** START RECORDS **
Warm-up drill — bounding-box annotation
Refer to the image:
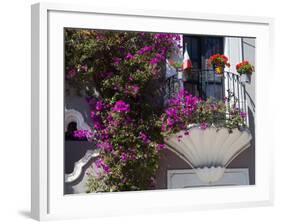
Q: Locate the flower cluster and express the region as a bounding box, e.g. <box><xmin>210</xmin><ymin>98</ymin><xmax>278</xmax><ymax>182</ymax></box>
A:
<box><xmin>236</xmin><ymin>61</ymin><xmax>254</xmax><ymax>75</ymax></box>
<box><xmin>74</xmin><ymin>99</ymin><xmax>165</xmax><ymax>191</ymax></box>
<box><xmin>208</xmin><ymin>54</ymin><xmax>230</xmax><ymax>67</ymax></box>
<box><xmin>161</xmin><ymin>90</ymin><xmax>246</xmax><ymax>136</ymax></box>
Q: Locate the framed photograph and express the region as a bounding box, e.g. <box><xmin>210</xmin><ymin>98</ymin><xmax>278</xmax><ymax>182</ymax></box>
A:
<box><xmin>31</xmin><ymin>3</ymin><xmax>273</xmax><ymax>220</ymax></box>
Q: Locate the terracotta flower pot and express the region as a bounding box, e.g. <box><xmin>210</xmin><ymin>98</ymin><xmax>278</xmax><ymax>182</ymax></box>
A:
<box><xmin>214</xmin><ymin>65</ymin><xmax>224</xmax><ymax>76</ymax></box>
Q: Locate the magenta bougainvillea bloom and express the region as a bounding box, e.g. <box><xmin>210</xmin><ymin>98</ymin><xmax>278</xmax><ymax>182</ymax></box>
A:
<box><xmin>65</xmin><ymin>29</ymin><xmax>179</xmax><ymax>192</ymax></box>
<box><xmin>125</xmin><ymin>52</ymin><xmax>134</xmax><ymax>60</ymax></box>
<box><xmin>199</xmin><ymin>122</ymin><xmax>209</xmax><ymax>130</ymax></box>
<box><xmin>112</xmin><ymin>100</ymin><xmax>130</xmax><ymax>112</ymax></box>
<box><xmin>240</xmin><ymin>112</ymin><xmax>247</xmax><ymax>118</ymax></box>
<box><xmin>120</xmin><ymin>152</ymin><xmax>128</xmax><ymax>161</ymax></box>
<box><xmin>96</xmin><ymin>100</ymin><xmax>103</xmax><ymax>111</ymax></box>
<box><xmin>95</xmin><ymin>158</ymin><xmax>110</xmax><ymax>173</ymax></box>
<box><xmin>66</xmin><ymin>68</ymin><xmax>77</xmax><ymax>79</ymax></box>
<box><xmin>139</xmin><ymin>132</ymin><xmax>150</xmax><ymax>144</ymax></box>
<box><xmin>97</xmin><ymin>141</ymin><xmax>112</xmax><ymax>152</ymax></box>
<box><xmin>73</xmin><ymin>129</ymin><xmax>93</xmax><ymax>139</ymax></box>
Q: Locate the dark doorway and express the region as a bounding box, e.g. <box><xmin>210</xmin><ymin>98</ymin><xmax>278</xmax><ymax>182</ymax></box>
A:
<box><xmin>183</xmin><ymin>35</ymin><xmax>224</xmax><ymax>99</ymax></box>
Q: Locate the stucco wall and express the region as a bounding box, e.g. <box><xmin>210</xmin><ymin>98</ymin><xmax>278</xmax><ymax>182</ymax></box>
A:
<box><xmin>156</xmin><ymin>37</ymin><xmax>255</xmax><ymax>189</ymax></box>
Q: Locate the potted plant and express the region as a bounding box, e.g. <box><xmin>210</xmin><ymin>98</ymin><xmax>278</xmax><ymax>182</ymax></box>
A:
<box><xmin>160</xmin><ymin>90</ymin><xmax>249</xmax><ymax>183</ymax></box>
<box><xmin>208</xmin><ymin>54</ymin><xmax>230</xmax><ymax>76</ymax></box>
<box><xmin>169</xmin><ymin>59</ymin><xmax>183</xmax><ymax>80</ymax></box>
<box><xmin>236</xmin><ymin>61</ymin><xmax>254</xmax><ymax>83</ymax></box>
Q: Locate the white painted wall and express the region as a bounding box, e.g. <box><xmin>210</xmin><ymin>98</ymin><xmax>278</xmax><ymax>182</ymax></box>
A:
<box><xmin>0</xmin><ymin>0</ymin><xmax>281</xmax><ymax>224</ymax></box>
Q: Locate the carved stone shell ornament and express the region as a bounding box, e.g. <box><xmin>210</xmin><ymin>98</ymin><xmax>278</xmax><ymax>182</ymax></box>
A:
<box><xmin>165</xmin><ymin>125</ymin><xmax>252</xmax><ymax>183</ymax></box>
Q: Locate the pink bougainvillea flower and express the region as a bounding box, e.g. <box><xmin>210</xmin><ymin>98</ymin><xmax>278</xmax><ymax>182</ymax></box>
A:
<box><xmin>66</xmin><ymin>68</ymin><xmax>77</xmax><ymax>79</ymax></box>
<box><xmin>112</xmin><ymin>100</ymin><xmax>130</xmax><ymax>112</ymax></box>
<box><xmin>96</xmin><ymin>100</ymin><xmax>103</xmax><ymax>111</ymax></box>
<box><xmin>73</xmin><ymin>129</ymin><xmax>93</xmax><ymax>139</ymax></box>
<box><xmin>120</xmin><ymin>152</ymin><xmax>128</xmax><ymax>162</ymax></box>
<box><xmin>125</xmin><ymin>52</ymin><xmax>134</xmax><ymax>60</ymax></box>
<box><xmin>199</xmin><ymin>122</ymin><xmax>209</xmax><ymax>130</ymax></box>
<box><xmin>139</xmin><ymin>131</ymin><xmax>150</xmax><ymax>144</ymax></box>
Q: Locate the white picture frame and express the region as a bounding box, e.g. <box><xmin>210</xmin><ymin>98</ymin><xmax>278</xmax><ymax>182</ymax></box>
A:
<box><xmin>31</xmin><ymin>3</ymin><xmax>274</xmax><ymax>220</ymax></box>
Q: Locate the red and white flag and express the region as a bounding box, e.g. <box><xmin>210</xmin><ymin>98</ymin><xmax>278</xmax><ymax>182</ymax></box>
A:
<box><xmin>182</xmin><ymin>44</ymin><xmax>192</xmax><ymax>70</ymax></box>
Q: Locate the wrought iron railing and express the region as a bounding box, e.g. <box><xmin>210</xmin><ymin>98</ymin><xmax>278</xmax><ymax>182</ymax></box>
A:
<box><xmin>165</xmin><ymin>69</ymin><xmax>251</xmax><ymax>124</ymax></box>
** END RECORDS **
■ **AIM**: Report only the number of lines in the material above that contain the string "flower".

■ **SOLUTION**: 3